# DATA PROVIDED
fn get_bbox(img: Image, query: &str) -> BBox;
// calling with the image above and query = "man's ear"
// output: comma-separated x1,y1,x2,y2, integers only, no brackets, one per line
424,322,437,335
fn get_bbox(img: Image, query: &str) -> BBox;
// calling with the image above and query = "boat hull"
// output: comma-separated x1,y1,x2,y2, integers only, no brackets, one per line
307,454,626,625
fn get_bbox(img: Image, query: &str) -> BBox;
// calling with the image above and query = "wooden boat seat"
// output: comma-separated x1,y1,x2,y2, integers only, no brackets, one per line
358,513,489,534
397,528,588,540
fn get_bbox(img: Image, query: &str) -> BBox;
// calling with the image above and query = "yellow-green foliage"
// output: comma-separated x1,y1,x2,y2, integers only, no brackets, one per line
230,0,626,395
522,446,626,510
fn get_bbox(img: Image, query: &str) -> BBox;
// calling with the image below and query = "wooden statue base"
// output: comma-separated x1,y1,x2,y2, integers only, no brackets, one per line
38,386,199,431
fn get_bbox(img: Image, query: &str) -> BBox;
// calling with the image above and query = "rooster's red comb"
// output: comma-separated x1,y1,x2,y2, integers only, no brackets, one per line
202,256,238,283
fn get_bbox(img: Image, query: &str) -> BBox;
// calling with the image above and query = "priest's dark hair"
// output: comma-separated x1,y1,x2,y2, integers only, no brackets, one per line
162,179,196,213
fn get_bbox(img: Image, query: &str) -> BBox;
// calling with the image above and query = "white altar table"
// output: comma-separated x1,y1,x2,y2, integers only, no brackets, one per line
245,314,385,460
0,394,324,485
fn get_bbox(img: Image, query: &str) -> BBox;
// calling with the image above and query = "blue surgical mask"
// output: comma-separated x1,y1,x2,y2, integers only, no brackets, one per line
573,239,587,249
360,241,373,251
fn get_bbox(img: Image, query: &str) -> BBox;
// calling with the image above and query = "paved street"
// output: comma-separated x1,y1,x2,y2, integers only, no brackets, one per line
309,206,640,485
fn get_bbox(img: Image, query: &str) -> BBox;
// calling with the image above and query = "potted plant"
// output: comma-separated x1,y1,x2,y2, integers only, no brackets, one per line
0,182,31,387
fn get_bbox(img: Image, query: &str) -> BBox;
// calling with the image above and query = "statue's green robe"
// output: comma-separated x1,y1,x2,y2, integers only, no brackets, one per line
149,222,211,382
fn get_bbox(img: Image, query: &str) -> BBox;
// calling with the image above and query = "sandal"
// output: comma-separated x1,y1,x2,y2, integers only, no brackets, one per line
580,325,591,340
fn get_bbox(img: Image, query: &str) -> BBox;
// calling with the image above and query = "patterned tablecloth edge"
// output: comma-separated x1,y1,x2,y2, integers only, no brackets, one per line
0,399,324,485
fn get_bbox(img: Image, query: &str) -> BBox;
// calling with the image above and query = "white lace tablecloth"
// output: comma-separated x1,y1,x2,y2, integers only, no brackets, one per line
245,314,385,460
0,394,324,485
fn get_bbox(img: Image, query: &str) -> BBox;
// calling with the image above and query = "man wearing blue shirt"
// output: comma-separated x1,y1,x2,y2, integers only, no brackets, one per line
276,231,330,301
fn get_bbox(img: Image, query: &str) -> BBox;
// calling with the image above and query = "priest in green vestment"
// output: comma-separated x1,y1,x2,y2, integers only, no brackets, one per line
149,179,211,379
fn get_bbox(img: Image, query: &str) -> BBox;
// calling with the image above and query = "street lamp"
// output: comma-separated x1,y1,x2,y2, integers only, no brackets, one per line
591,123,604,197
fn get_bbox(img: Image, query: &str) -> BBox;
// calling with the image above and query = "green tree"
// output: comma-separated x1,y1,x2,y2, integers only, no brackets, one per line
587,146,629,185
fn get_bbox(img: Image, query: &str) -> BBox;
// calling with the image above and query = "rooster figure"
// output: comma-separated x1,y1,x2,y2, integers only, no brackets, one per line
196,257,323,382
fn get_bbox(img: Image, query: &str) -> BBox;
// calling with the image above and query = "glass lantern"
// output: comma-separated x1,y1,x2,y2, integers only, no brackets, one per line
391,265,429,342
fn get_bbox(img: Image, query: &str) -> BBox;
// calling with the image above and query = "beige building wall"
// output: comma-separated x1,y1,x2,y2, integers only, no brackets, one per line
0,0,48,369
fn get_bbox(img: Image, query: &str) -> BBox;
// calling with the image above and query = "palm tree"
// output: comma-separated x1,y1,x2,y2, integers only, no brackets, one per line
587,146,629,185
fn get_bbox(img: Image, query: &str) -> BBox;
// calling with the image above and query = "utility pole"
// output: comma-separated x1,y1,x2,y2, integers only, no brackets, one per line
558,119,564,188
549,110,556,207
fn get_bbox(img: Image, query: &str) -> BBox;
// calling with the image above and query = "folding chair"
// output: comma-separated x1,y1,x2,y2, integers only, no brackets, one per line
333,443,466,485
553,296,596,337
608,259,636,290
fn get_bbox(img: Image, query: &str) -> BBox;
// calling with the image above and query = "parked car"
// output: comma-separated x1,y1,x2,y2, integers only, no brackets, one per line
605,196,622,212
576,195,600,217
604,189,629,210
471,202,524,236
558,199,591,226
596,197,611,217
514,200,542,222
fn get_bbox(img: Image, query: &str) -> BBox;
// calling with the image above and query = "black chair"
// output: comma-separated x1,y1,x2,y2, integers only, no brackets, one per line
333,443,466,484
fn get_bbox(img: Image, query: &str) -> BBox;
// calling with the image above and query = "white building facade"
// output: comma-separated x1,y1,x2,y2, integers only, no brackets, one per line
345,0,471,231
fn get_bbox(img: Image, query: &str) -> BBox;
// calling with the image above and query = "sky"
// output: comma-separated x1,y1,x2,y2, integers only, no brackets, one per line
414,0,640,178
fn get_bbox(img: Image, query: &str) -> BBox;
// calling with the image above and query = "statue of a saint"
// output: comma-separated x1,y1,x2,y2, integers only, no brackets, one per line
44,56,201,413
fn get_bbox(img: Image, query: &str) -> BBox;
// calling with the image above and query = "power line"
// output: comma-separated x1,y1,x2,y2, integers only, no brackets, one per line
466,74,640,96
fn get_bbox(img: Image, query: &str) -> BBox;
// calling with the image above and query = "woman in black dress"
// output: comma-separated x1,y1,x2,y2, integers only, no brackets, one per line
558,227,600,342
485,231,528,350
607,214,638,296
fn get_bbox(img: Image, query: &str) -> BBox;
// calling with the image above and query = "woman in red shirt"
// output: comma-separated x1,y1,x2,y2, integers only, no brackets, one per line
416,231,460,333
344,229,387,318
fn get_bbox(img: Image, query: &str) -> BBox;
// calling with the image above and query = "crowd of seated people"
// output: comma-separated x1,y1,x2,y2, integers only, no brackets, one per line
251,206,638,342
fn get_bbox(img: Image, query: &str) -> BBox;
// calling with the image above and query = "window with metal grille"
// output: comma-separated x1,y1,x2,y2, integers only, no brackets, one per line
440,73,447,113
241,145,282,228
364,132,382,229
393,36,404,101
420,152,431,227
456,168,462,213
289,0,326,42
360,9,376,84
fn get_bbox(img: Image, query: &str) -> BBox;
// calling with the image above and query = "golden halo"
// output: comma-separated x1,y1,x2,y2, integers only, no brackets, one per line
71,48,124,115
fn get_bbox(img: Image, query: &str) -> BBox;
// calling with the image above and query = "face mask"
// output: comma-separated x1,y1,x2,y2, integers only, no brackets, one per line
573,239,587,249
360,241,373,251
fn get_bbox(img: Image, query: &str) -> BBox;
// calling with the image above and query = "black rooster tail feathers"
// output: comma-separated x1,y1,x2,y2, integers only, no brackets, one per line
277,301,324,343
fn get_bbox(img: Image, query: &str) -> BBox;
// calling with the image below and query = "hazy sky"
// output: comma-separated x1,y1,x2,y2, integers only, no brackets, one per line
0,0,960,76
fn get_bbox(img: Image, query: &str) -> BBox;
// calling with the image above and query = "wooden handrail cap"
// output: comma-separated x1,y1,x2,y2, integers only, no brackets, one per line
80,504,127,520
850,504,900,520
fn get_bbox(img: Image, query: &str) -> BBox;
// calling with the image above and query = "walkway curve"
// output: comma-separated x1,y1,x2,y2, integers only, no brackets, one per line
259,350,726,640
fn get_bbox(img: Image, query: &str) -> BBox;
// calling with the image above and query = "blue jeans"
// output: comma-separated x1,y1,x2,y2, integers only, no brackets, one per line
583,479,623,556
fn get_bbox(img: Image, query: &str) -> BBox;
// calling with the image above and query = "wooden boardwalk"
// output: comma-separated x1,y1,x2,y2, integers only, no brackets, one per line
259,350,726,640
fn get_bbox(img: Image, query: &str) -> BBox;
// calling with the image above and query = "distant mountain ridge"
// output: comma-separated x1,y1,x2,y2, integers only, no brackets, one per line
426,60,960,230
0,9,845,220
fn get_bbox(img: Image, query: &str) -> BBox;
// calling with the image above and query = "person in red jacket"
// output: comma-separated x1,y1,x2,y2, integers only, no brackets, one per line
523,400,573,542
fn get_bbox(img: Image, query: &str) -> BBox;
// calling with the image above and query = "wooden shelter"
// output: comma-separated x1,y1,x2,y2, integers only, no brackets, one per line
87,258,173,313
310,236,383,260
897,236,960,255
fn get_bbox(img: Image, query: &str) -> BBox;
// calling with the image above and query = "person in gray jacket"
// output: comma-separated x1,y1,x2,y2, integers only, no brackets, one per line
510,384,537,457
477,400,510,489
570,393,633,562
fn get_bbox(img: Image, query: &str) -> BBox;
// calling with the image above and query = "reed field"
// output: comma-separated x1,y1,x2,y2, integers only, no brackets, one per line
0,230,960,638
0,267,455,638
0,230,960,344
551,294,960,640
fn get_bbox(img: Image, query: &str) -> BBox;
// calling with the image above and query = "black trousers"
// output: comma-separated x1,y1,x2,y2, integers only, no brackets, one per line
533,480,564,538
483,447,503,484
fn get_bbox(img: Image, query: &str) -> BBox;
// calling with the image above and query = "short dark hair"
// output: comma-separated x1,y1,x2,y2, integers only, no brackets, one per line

# SET TASK
Render the material from its first line through the line containing "424,322,437,335" as a JSON list of strings, one string per line, skipping blank lines.

# TASK RESPONSE
[
  "fn get_bbox(img: Image, query: &str) -> BBox;",
  "// calling with the image above and query = \"man's ear\"",
  "// output: comma-separated x1,y1,x2,y2, integers only, no brackets, one per line",
  "424,322,437,335"
]